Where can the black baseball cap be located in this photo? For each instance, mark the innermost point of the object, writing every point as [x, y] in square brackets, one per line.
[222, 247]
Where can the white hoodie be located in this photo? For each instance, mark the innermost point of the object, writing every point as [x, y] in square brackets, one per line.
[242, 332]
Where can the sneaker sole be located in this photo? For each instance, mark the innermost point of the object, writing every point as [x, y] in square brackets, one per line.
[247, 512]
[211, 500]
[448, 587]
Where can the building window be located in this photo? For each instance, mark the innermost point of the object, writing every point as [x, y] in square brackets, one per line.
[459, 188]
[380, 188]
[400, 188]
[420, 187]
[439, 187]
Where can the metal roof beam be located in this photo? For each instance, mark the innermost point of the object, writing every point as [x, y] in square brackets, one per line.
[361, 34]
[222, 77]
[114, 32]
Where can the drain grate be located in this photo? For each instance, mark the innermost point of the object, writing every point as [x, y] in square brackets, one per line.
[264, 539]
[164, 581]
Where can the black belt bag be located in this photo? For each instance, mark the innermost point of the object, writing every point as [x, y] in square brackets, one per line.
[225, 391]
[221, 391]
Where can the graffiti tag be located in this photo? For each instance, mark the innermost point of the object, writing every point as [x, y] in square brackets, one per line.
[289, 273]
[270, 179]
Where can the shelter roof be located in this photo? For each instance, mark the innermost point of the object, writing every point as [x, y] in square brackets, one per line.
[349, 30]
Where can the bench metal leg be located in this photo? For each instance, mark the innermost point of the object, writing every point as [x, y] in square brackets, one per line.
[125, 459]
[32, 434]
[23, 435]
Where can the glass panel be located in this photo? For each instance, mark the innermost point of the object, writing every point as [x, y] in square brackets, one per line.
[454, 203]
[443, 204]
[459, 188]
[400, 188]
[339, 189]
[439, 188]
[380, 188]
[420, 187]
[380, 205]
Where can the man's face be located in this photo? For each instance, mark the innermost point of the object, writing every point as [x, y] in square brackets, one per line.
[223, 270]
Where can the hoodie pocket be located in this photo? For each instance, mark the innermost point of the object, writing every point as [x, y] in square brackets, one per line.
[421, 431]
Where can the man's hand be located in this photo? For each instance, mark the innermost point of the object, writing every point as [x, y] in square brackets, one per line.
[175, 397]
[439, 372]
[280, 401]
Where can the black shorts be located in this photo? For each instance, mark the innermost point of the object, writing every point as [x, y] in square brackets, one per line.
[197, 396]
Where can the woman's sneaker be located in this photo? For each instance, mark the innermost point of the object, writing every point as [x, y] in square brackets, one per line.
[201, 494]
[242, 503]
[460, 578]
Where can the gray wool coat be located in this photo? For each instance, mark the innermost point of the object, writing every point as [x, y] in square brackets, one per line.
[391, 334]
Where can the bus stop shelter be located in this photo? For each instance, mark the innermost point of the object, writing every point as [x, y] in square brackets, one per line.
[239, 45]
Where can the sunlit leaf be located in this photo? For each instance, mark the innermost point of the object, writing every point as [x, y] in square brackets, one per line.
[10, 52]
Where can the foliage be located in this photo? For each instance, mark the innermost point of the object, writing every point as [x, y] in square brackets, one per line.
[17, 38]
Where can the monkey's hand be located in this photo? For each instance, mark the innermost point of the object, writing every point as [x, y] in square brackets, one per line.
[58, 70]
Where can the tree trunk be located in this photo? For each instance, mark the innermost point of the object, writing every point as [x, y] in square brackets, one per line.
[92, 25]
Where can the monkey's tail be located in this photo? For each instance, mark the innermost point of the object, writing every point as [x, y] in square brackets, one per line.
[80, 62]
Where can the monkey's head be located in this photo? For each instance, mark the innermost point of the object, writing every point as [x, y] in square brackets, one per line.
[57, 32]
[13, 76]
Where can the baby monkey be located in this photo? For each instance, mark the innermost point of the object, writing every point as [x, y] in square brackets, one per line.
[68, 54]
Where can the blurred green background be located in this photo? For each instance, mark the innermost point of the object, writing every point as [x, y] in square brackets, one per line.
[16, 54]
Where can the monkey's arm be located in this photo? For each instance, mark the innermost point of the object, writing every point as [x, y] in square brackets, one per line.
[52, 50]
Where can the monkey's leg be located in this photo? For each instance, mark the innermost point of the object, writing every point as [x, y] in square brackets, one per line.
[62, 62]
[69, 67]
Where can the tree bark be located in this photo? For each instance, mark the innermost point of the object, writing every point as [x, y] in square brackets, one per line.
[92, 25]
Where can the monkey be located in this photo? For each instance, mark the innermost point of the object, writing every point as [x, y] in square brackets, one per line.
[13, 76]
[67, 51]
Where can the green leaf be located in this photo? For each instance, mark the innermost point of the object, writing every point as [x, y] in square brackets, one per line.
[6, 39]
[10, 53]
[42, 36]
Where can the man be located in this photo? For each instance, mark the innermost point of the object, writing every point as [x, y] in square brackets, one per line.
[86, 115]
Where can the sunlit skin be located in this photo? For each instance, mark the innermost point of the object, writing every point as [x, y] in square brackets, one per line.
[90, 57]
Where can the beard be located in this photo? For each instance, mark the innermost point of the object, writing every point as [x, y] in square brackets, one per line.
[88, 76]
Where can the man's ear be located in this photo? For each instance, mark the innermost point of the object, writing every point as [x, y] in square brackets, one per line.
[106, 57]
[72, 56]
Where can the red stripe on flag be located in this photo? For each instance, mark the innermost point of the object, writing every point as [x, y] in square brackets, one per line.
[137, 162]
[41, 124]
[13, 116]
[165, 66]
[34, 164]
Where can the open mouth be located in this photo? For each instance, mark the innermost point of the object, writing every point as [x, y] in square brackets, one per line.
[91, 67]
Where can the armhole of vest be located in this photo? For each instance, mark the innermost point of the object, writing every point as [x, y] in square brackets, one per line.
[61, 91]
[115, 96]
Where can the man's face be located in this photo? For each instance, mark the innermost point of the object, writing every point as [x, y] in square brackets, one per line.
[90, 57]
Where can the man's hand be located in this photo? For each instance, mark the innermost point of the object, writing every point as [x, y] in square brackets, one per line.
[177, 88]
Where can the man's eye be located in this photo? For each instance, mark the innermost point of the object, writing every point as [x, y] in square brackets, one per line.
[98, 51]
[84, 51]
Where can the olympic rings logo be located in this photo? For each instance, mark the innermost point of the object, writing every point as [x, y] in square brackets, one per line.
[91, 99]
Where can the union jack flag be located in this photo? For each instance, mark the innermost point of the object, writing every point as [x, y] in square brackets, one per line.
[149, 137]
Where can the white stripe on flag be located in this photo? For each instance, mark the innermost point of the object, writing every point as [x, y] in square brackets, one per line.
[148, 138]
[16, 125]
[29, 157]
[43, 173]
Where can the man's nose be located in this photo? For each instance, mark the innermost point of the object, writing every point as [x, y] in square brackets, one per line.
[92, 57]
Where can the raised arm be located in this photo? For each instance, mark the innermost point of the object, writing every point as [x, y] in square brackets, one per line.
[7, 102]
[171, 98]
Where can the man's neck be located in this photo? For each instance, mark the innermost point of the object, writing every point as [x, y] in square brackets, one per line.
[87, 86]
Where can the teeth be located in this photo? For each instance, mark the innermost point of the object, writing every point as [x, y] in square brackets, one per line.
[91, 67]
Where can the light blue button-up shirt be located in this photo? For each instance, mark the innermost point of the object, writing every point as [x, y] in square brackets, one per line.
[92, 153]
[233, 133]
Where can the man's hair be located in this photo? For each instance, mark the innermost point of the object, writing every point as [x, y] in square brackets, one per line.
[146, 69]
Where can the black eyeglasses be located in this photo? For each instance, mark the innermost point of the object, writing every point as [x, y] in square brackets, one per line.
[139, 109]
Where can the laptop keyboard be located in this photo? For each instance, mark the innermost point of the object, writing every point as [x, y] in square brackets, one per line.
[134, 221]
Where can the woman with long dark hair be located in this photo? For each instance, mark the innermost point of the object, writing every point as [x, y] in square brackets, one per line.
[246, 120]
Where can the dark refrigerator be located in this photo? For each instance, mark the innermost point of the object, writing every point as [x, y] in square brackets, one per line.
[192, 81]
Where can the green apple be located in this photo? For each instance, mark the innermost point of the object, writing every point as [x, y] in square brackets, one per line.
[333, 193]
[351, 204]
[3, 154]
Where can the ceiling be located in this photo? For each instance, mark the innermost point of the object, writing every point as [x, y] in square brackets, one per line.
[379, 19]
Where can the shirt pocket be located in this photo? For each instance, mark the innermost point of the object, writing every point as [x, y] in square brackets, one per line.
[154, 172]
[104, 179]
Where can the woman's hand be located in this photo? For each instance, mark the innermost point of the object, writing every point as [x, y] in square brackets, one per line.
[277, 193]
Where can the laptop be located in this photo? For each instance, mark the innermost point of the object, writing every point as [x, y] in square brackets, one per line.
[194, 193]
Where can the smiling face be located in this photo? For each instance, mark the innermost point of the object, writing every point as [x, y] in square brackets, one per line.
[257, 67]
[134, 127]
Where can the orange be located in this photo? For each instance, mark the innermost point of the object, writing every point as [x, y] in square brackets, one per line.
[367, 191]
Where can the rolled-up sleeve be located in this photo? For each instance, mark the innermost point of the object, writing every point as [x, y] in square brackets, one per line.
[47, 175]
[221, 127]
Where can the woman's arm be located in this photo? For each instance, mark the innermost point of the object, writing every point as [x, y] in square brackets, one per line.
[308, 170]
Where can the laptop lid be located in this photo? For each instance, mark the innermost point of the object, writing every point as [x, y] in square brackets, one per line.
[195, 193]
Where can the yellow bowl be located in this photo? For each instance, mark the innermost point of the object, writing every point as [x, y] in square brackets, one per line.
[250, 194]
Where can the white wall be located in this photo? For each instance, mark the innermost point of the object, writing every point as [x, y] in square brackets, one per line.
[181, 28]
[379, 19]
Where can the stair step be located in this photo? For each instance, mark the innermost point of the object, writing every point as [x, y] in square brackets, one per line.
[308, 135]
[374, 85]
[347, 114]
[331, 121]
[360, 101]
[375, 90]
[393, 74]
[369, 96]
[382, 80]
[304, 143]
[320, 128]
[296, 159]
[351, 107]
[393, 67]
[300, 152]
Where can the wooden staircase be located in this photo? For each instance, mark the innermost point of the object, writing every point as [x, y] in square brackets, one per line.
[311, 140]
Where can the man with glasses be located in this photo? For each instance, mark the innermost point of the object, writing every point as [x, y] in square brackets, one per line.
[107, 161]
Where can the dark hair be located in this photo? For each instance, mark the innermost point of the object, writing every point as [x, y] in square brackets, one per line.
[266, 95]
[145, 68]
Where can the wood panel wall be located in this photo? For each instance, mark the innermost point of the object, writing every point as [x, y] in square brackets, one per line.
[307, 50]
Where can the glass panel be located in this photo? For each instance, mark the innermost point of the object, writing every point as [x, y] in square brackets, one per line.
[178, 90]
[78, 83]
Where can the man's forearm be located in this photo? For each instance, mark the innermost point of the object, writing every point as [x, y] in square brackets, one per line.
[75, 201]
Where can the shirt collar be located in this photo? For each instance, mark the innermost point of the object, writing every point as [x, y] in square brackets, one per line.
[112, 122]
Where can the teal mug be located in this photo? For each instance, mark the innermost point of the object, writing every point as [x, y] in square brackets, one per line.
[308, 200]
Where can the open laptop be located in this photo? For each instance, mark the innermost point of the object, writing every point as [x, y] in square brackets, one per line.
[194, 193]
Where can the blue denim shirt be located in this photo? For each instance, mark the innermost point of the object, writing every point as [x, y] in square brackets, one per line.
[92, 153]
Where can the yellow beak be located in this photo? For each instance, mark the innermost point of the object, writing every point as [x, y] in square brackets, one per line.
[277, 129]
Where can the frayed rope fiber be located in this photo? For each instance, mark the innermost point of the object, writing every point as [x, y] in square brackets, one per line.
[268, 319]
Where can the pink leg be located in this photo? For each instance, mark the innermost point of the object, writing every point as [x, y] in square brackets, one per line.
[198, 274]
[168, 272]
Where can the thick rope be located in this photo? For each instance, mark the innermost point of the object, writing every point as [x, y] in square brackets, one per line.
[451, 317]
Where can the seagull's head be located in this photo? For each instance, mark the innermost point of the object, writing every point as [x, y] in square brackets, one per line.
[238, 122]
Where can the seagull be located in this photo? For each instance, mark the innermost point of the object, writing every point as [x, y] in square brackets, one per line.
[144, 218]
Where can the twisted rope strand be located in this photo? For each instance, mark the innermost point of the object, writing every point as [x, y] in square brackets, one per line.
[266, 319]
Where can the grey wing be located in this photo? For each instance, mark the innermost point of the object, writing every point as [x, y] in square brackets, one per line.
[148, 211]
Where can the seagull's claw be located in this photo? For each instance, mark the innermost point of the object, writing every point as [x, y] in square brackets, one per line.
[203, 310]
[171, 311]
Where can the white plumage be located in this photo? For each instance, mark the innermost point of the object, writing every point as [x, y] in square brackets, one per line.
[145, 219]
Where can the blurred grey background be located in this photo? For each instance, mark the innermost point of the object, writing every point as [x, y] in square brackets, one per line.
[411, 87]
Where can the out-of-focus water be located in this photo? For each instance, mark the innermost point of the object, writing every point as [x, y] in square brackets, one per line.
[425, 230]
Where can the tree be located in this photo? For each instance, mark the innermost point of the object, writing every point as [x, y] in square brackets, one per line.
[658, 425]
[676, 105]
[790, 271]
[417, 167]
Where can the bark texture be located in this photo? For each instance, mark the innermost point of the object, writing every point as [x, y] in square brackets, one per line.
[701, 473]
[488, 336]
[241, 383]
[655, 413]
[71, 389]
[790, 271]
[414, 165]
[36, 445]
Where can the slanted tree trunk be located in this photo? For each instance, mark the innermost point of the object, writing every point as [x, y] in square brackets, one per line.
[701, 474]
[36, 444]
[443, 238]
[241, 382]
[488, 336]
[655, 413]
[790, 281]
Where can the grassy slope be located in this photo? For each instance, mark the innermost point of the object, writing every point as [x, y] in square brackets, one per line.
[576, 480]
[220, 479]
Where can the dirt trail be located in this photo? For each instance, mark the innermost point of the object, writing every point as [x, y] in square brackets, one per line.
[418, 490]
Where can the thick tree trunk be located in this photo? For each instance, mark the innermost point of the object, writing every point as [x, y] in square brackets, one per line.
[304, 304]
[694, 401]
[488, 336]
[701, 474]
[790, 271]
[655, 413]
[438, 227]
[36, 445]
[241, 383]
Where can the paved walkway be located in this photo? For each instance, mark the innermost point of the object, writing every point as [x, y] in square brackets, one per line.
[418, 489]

========================================

▶ EXERCISE TASK
Repeat exactly, and only, the lines of the records above, starting with the line that contains "Where can the dirt" and ending with the final line, both included.

▶ WRITTEN SOLUTION
Where can the dirt trail be located in this photo? For each instance, mark the innermost point of the object, writing every point as [x, y] in square brackets, one per line.
[418, 490]
Where can the thick tree trunk be located in this photo? For each instance, mark the innermost point of the object, writing every point as [x, y] in square brackets, one per line.
[304, 304]
[694, 401]
[488, 336]
[701, 474]
[790, 271]
[655, 413]
[438, 227]
[36, 445]
[241, 383]
Where can the paved walkway be located in this photo? For each instance, mark the innermost point of the object, writing every point as [x, y] in square brackets, one per line.
[418, 489]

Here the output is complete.